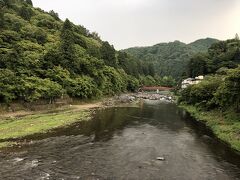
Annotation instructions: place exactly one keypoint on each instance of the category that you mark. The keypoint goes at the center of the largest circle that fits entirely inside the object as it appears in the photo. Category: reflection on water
(124, 143)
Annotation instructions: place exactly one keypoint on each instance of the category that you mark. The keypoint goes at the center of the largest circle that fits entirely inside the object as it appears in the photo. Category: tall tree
(29, 2)
(26, 13)
(108, 54)
(67, 45)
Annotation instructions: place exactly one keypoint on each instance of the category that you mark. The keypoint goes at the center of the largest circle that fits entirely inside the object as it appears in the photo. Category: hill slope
(42, 57)
(171, 59)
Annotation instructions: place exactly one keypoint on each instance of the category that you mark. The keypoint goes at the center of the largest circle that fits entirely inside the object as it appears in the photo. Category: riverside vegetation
(216, 100)
(43, 58)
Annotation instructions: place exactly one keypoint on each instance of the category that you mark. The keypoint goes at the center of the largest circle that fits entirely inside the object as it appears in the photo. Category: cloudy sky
(128, 23)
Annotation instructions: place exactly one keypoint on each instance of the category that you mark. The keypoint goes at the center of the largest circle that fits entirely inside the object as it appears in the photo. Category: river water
(124, 143)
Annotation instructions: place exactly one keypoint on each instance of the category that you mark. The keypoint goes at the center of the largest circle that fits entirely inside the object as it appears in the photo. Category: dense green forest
(171, 59)
(43, 57)
(221, 87)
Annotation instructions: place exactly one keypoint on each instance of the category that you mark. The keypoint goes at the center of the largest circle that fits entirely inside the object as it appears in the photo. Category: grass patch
(41, 123)
(226, 126)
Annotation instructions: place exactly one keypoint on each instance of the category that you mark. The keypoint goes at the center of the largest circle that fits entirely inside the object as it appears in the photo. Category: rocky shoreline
(130, 98)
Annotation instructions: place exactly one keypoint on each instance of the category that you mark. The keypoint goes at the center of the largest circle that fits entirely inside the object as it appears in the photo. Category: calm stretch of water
(123, 143)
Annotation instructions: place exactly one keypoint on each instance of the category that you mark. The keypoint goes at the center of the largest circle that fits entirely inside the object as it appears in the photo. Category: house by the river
(191, 81)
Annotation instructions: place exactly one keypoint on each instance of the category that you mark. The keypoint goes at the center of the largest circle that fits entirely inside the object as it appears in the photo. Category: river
(124, 143)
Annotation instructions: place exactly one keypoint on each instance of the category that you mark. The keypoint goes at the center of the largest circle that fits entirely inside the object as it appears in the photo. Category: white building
(191, 81)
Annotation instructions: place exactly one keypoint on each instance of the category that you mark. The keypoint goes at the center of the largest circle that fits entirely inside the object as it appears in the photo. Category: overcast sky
(128, 23)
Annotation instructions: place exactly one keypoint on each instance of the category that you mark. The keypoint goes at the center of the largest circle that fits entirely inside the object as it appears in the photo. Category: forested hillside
(221, 87)
(43, 57)
(171, 59)
(216, 100)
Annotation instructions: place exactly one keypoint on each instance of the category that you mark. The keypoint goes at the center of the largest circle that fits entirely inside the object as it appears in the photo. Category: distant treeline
(221, 87)
(42, 57)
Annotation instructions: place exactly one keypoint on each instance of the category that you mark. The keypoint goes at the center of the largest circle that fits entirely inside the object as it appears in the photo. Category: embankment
(224, 125)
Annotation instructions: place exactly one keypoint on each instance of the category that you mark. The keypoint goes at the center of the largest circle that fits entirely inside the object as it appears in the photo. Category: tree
(228, 94)
(54, 14)
(197, 65)
(29, 2)
(67, 49)
(1, 18)
(8, 82)
(237, 37)
(26, 13)
(108, 54)
(41, 36)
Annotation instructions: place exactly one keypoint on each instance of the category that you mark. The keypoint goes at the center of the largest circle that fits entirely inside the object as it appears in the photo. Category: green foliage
(34, 88)
(8, 82)
(108, 54)
(170, 59)
(224, 54)
(82, 87)
(197, 65)
(26, 13)
(219, 91)
(29, 2)
(43, 58)
(228, 94)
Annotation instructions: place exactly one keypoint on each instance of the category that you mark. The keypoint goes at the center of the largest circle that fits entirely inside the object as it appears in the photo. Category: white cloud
(128, 23)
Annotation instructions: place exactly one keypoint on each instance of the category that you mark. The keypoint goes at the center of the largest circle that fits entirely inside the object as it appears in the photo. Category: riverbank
(17, 125)
(225, 126)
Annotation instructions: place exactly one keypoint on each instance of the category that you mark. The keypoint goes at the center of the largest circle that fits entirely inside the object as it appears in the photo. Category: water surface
(124, 143)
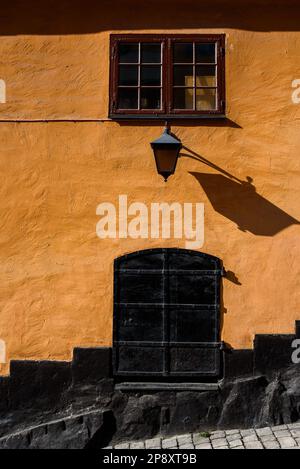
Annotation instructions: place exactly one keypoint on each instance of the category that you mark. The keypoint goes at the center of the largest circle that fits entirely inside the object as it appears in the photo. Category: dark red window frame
(167, 41)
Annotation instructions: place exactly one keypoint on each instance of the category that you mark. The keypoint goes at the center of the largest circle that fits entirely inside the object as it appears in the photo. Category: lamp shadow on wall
(238, 201)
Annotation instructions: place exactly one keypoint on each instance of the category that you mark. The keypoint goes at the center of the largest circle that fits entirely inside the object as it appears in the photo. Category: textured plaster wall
(56, 276)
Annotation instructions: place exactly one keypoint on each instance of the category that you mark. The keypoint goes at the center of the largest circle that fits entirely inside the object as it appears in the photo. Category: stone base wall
(76, 405)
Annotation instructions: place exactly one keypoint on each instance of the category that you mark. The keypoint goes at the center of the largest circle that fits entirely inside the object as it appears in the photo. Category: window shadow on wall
(90, 16)
(239, 201)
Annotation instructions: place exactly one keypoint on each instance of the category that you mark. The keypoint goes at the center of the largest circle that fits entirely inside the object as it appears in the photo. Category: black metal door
(166, 314)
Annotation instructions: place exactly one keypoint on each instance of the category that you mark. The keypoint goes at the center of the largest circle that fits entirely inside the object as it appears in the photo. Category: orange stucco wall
(56, 275)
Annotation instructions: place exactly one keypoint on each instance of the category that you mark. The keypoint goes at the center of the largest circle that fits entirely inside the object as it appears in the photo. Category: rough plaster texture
(56, 276)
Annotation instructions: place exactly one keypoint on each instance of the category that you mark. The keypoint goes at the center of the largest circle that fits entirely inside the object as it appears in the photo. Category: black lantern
(166, 151)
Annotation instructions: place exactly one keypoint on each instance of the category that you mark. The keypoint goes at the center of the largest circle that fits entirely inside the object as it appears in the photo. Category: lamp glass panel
(166, 159)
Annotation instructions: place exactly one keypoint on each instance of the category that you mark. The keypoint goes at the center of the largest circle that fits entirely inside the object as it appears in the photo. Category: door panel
(166, 314)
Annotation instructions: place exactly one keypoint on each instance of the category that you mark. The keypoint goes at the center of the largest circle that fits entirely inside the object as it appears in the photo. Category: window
(167, 314)
(167, 76)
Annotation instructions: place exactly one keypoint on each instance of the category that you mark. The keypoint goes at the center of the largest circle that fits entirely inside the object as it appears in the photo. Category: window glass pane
(205, 53)
(183, 75)
(128, 75)
(205, 76)
(151, 53)
(128, 98)
(150, 98)
(183, 53)
(183, 98)
(151, 75)
(128, 53)
(205, 99)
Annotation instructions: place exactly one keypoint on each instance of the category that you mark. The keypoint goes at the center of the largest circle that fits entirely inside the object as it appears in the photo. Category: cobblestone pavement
(280, 437)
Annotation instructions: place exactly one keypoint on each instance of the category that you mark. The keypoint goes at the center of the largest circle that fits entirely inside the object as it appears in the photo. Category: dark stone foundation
(77, 405)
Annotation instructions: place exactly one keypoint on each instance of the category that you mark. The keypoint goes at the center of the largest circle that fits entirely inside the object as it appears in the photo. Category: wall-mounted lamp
(166, 152)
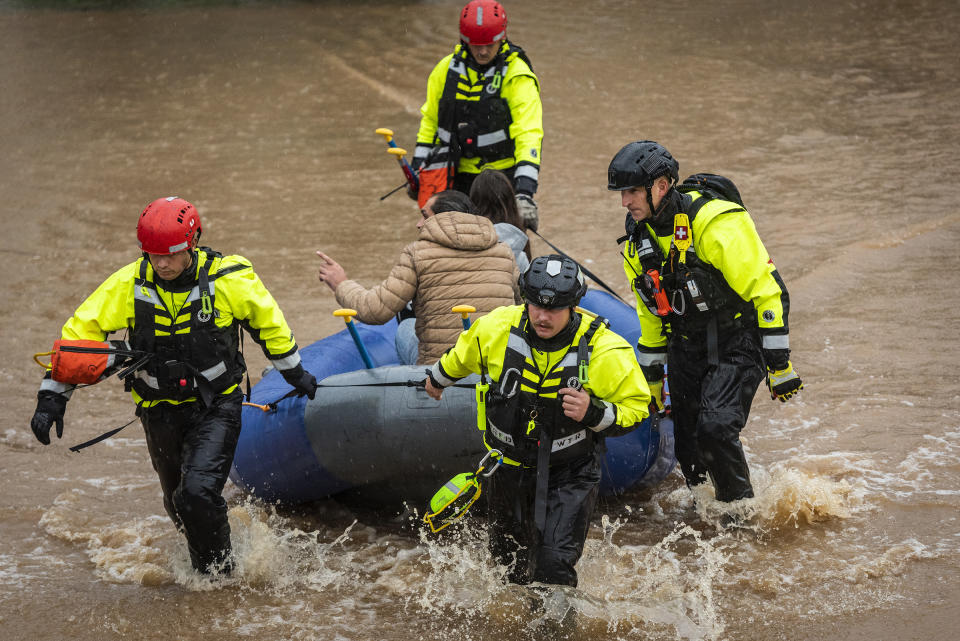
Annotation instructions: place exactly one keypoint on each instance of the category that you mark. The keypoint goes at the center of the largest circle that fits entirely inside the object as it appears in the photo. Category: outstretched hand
(330, 271)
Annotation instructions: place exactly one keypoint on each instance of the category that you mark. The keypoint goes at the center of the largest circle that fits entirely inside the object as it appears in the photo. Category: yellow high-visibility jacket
(239, 299)
(725, 238)
(518, 86)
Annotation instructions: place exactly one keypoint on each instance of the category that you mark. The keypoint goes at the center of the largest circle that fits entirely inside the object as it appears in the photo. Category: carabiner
(492, 453)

PROBLEM DETAILS:
Can you render the material from the line containing "yellow high-visibility jacket" through the last line above, both ends inclusive, as a Markdown table with the columns Row and Material line, leaving out any blank lines?

EXERCISE ANSWER:
| Row | Material line |
|---|---|
| 1 | Annotation instructions: place exactly one keypoint on each instance of the category that you mark. The keypoint goes at the center of the largest circle that fits entirely inside the object as it appears in the photo. Category: yellow high-visibility jacket |
| 2 | (239, 299) |
| 3 | (725, 238) |
| 4 | (518, 86) |
| 5 | Annotation instructions: place exactly one keypoint on each instance of the category that you mark. The keypoint goes at the center of the largest circle that fits entirely inside the object as it appears in the photo. Category: carabiner |
| 6 | (492, 453) |